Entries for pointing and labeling

━━━━

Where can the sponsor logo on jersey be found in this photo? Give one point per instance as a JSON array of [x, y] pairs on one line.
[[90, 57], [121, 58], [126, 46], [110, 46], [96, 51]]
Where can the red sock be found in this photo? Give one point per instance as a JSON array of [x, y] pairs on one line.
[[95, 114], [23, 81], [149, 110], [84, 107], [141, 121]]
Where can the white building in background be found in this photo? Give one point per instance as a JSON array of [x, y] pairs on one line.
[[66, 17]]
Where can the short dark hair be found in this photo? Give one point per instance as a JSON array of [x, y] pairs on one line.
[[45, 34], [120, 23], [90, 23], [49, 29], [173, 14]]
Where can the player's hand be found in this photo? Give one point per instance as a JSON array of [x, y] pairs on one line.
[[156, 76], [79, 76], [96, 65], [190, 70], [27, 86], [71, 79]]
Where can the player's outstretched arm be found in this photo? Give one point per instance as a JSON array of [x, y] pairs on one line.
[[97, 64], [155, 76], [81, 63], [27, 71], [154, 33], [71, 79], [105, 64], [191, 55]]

━━━━

(Instruction) Render every line of the items above as a JSON list of strings, one string per line, with blank lines omitted.

(Reply to the exercise)
[
  "Where can the sponsor logo on jersey be found in this photo? Give one point per instance as a JSON array of [x, y] pairs on one line.",
  "[[90, 57], [121, 58], [126, 46], [110, 46], [96, 51]]",
  "Where can the red sock be found in this photo? Give one point per instance as a JSON array of [x, y] pairs on one line.",
  "[[95, 114], [23, 81], [149, 110], [84, 107], [141, 121]]",
  "Where can the white building in background be found in this photo? Give one point per instance as a JSON array of [x, y] pairs on one line.",
  "[[66, 17]]",
  "Where can the short dark hair be found in this photo? Give one point per instance as a JSON array of [x, y] pairs on one line.",
  "[[45, 34], [120, 23], [90, 23], [49, 29], [173, 14]]",
  "Where can the player's hand be found in this photo? Give one point per instance as a JSON array of [x, y] pairs on one line.",
  "[[156, 76], [79, 76], [96, 65], [190, 70], [27, 86], [71, 79]]",
  "Where can the player's outstretched arm be found in this photo? Give one point per instance as a JSON array of [x, y] pairs on one line.",
  "[[97, 64], [155, 76], [81, 63], [27, 71], [154, 33], [71, 79], [105, 64], [191, 55]]"
]